• Testo fornito:
Secondo l’economista di S&P Global Phil Smith, colui che redige gli indici, i dati dell’economia Euro sono in netta contrazione. Per ciò che riguarda la Germania è in corso «un’intensificazione della fase negativa dell’economia tedesca all’inizio del quarto trimestre», che nelle previsioni a breve termine «rafforza i segnali di una recessione imminente nella principale economia dell’area euro». Secondo il Fondo Monetario Interazionale gli indici PMI sono al ribasso, l’anticamera della recessione. Il Quotidiano Repubblica fa sapere che l’indicatore PMI, quello che «monitora l’attività economica nell’area euro attraverso le interviste ai direttori degli acquisti delle aziende» (servizi e manifatturiero), a partire da settembre è sceso al di sotto dei 47,1 punti, il minimo registrato in 23 mesi.

A questo quadro a tinte fosche, vanno ad aggiungersi il calo del settore manifatturiero che ha raggiunto i minimi in 29 mesi, dai 48,4 punti di ottobre ai 46,6 punti di settembre, più quello del terziario che ha raggiunto in 20 mesi i 48,2 punti. Non è di diverso parere neppure Alfred Kammer, il responsabile del Dipartimento europeo del FMI: «Questo inverno più della metà dei paesi nell’area euro sperimenterà una recessione tecnica, con almeno due trimestri consecutivi». Il riferimento, va in particolare a Germania e Italia, ai tre trimestri consecutivi di contrazione a partire dal terzo trimestre 2022. In sintesi, S&P Global e l’FMI sono concordi con l’avvento di una catastrofe economica, soprattutto in Europa.

Ora non resta altro se non capire gli indici in questione, se ciò che asseriscono i due organismi si avvicini minimamento al vero oppure no, se di fondo non ci sia un’interpretazione dei fattori economici tale da indurre delle previsioni, peggio ancora a delle conclusioni, fuori luogo. Non è più tempo di dar retta a chi spera o “preveda” una catastrofe economica in Europa, mentre esce dalle secche proprio grazie a questo. Partiamo col dire che una recessione può tramutarsi in deflazione, questo può accadere ma non è detto che ciò possa sempre avverarsi. Sappiamo che dal primo giorno del Governo Meloni l’indice FTSE MIB, l’indice azionario più importante della Borsa Italiana, è appena sopra la parità, «mantenendo i guadagni di circa il 3% messi a segno la settimana scorsa» (Financiallunge.com).

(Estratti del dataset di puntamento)
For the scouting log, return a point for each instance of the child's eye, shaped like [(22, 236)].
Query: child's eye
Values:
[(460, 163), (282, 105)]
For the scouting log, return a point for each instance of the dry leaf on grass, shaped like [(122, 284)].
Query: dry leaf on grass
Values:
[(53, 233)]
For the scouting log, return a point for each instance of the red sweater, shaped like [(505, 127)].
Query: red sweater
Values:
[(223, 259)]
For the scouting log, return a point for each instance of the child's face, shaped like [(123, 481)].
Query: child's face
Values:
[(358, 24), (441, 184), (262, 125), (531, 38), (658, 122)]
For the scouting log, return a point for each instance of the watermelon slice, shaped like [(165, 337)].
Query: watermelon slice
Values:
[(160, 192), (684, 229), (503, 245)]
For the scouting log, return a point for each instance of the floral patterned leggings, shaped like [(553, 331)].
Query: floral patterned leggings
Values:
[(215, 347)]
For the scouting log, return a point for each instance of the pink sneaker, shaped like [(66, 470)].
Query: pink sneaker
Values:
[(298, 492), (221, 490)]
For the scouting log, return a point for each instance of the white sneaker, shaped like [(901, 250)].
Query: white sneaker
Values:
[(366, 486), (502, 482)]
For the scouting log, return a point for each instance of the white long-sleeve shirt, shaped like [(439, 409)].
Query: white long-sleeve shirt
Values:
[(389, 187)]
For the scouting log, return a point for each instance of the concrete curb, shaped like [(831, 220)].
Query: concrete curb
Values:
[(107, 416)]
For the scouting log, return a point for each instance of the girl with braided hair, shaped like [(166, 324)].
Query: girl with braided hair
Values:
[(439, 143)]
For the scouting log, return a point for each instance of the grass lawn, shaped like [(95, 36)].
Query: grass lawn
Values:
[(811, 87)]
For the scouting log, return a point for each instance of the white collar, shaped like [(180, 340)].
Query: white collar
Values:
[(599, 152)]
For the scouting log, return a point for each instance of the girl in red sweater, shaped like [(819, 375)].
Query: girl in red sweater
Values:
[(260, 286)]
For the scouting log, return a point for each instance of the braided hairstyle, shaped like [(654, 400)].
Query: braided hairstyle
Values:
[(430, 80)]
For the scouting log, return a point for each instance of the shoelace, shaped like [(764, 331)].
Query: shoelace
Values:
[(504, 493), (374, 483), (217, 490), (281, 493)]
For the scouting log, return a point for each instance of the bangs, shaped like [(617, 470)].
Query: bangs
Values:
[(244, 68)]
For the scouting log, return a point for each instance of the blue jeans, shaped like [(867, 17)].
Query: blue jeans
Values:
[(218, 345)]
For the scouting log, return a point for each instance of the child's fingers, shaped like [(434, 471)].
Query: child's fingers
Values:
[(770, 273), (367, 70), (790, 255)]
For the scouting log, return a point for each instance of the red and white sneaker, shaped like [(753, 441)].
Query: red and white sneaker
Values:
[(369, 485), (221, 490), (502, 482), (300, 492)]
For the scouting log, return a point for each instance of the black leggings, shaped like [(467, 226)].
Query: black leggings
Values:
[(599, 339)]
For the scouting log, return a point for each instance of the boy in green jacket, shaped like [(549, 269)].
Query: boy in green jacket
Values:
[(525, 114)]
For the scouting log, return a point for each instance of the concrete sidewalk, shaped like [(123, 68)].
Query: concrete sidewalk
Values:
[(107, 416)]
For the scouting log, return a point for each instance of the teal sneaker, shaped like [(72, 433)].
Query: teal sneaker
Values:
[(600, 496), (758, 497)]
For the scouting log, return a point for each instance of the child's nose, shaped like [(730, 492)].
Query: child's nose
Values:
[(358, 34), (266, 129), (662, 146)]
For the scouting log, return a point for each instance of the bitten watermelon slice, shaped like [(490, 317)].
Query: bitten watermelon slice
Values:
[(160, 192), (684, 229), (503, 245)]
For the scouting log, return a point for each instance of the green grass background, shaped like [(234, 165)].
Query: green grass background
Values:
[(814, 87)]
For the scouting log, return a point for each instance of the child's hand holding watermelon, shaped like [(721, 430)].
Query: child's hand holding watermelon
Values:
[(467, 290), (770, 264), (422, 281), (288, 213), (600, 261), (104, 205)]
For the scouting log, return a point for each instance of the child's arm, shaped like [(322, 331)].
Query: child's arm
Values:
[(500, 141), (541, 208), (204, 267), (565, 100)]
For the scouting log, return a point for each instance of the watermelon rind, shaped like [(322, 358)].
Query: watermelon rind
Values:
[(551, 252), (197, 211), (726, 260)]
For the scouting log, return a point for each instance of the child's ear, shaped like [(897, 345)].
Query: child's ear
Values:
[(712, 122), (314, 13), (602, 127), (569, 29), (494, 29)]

• I tuoi compiti:
a) Ripeti parola per parola il testo sull'economia europea, tutto quello che va da "A questo quadro" giù fino a "soprattutto in Europa.".
b) Elenca tutti i valori espressi in punti che compaiono nel testo sull'economia europea.
Le righe non servono per svolgere i compiti.

• Soluzioni dei compiti:
a)
A questo quadro a tinte fosche, vanno ad aggiungersi il calo del settore manifatturiero che ha raggiunto i minimi in 29 mesi, dai 48,4 punti di ottobre ai 46,6 punti di settembre, più quello del terziario che ha raggiunto in 20 mesi i 48,2 punti. Non è di diverso parere neppure Alfred Kammer, il responsabile del Dipartimento europeo del FMI: «Questo inverno più della metà dei paesi nell’area euro sperimenterà una recessione tecnica, con almeno due trimestri consecutivi». Il riferimento, va in particolare a Germania e Italia, ai tre trimestri consecutivi di contrazione a partire dal terzo trimestre 2022. In sintesi, S&P Global e l’FMI sono concordi con l’avvento di una catastrofe economica, soprattutto in Europa.

b)
47,1 punti
48,4 punti
46,6 punti
48,2 punti